◆ WHAT THE TASK REQUIRES: Transcribe the tail of the listing: start at the line containing "litter with a single marker." and stop after the last line, keeping every character as is and adding nothing.

:: DATA FOR PROCESSING ::

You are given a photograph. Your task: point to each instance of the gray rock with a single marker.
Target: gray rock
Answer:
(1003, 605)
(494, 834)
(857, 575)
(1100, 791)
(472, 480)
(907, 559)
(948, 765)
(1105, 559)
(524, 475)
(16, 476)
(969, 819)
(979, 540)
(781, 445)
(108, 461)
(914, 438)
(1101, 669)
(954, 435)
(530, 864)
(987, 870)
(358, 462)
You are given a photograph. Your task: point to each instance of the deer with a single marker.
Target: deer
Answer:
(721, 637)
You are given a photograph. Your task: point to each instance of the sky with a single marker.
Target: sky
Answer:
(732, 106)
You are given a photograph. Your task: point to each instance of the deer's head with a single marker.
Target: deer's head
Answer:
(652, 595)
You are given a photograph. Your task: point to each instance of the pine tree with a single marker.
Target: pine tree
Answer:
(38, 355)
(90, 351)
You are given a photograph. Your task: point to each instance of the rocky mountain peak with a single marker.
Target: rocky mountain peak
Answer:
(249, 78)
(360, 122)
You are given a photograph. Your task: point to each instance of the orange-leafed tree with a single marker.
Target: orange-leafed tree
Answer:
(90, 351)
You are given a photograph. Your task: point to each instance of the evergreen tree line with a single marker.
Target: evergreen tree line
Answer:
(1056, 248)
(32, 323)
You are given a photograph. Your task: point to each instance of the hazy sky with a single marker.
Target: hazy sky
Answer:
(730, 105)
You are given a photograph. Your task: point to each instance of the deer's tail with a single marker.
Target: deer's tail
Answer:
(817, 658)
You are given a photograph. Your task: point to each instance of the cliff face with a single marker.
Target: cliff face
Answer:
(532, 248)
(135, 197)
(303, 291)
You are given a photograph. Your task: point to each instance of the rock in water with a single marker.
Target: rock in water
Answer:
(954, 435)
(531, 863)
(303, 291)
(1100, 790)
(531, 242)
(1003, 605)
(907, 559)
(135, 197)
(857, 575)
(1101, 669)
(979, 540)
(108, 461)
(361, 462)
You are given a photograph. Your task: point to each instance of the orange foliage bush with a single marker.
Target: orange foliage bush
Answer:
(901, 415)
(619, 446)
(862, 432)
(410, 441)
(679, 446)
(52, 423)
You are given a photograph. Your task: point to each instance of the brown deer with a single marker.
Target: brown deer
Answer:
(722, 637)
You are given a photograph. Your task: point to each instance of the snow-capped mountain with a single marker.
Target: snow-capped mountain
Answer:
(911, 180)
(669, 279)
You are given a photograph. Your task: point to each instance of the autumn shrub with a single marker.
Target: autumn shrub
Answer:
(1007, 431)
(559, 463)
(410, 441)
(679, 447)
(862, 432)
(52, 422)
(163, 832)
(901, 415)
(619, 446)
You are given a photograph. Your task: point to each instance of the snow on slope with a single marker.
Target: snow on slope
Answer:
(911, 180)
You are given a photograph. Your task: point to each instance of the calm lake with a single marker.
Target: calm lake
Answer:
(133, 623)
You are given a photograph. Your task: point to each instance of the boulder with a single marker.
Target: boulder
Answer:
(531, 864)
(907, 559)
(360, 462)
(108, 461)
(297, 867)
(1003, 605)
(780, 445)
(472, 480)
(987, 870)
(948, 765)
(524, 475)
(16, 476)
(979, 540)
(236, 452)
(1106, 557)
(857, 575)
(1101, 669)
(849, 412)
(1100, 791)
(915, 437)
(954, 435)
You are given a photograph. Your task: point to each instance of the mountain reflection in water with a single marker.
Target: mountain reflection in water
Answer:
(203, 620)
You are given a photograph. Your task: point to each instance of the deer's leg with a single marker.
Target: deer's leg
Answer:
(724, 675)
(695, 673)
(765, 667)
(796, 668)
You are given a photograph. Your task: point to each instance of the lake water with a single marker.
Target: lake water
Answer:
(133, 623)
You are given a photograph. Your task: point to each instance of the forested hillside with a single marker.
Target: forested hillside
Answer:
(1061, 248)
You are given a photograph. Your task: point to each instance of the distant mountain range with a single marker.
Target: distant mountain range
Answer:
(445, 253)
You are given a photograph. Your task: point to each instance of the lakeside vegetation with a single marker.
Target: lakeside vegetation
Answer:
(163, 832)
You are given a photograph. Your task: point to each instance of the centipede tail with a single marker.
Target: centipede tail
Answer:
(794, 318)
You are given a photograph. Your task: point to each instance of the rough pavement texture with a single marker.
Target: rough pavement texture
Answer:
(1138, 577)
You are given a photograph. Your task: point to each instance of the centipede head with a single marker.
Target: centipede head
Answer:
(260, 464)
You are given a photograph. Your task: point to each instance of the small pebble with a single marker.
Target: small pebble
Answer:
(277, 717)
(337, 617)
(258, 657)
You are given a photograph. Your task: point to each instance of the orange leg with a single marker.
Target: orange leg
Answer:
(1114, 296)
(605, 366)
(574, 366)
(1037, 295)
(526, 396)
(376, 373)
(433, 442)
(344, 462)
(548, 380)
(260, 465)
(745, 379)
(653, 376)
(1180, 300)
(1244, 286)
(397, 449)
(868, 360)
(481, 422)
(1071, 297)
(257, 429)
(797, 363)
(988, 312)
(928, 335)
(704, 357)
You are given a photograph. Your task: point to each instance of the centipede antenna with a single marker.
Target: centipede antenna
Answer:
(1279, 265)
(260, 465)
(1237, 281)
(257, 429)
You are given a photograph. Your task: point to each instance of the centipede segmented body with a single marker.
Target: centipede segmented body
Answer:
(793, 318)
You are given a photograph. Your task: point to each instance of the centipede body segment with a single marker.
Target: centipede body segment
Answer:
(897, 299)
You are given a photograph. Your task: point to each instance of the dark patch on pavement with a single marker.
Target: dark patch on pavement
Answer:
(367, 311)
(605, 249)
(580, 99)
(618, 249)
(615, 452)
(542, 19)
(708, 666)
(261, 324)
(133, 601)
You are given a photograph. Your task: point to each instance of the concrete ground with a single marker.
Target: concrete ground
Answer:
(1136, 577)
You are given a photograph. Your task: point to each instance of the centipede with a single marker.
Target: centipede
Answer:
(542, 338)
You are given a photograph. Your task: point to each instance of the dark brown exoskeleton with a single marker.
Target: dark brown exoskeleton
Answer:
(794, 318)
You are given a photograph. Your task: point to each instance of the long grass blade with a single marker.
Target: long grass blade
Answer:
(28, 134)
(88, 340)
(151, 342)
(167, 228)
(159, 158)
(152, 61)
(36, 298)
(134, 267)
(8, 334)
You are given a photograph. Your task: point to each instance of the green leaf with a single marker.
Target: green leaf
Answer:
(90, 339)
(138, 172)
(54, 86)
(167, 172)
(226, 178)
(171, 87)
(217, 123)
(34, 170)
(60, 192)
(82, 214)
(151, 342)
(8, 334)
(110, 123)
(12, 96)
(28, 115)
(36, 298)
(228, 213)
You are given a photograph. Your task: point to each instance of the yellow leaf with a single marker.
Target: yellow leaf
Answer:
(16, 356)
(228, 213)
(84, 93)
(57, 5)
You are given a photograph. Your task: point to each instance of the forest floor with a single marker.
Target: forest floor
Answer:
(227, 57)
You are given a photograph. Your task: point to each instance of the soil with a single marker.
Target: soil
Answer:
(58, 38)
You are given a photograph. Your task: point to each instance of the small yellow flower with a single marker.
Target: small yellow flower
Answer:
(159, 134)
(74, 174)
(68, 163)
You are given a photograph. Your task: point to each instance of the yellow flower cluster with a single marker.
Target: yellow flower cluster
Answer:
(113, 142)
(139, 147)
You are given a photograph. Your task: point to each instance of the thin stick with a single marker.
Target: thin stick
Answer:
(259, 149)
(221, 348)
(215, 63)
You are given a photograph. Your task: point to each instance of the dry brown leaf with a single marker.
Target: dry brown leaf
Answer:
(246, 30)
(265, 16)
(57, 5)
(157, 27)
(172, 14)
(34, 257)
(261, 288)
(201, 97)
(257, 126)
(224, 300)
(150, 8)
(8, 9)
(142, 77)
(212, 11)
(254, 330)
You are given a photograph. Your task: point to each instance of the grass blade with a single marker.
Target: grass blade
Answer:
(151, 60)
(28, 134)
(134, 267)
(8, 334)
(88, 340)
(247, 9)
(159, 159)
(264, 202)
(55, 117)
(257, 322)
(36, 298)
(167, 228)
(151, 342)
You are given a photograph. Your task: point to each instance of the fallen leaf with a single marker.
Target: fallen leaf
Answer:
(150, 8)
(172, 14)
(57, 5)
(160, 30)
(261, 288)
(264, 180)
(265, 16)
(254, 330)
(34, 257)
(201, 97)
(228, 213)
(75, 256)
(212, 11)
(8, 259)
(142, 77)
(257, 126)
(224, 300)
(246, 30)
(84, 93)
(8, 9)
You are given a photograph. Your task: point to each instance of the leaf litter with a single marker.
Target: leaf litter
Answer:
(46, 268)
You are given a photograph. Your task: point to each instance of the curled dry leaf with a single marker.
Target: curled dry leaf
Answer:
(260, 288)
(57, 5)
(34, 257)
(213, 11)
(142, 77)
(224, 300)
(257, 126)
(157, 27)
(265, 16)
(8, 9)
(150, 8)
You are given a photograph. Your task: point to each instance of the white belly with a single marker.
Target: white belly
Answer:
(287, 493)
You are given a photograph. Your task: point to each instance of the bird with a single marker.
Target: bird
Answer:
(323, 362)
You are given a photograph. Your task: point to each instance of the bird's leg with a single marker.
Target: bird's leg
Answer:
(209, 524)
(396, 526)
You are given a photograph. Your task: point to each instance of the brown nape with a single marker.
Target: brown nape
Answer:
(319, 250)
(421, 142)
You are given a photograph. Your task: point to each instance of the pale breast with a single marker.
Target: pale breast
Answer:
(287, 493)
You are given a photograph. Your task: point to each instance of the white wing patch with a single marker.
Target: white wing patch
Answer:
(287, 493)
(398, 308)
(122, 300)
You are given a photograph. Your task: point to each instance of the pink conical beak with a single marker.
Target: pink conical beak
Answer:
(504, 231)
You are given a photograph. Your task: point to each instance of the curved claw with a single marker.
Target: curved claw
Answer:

:::

◆ WRITTEN SOLUTION:
You are given a photograph. Your task: point to each instance of the leaf litter with a single marker.
Target: leaf litter
Answer:
(46, 268)
You are given a photograph. Your task: point to each instance of the curled dry leaf with a single marker.
Target: curled dry leaf
Answer:
(260, 288)
(57, 5)
(34, 257)
(213, 11)
(142, 77)
(224, 300)
(257, 126)
(157, 27)
(265, 16)
(8, 9)
(150, 8)
You are given a photograph. Your task: point to each instance of the white belly with a single marker.
Target: white belly
Answer:
(287, 493)
You are given a photograph. Your task: point to each instance of the bird with a single marker.
Target: bird
Answer:
(323, 362)
You are given a photograph. Your task: point to each instance of the bird's leg with a single marker.
Target: bird's leg
Answer:
(209, 524)
(396, 526)
You are given a photograph. Your task: point to each instance of the brown nape with a single marker.
Target: brown nape
Answer:
(319, 250)
(421, 142)
You are given a photograph. Your task: point to each instance of the pale breast with a single marker.
Target: pale breast
Answer:
(287, 493)
You are given a photograph. Your task: point to each instance of the white wing patch with a single marker.
Target: white wing patch
Answer:
(287, 493)
(398, 308)
(122, 300)
You are given a photograph. Your task: point to each instance of the pink conical beak with a single marker.
Target: pink conical beak
Answer:
(504, 231)
You are given a photograph. Your task: point to each instance of the curved claw with a single marker.
Target: curved claw
Answer:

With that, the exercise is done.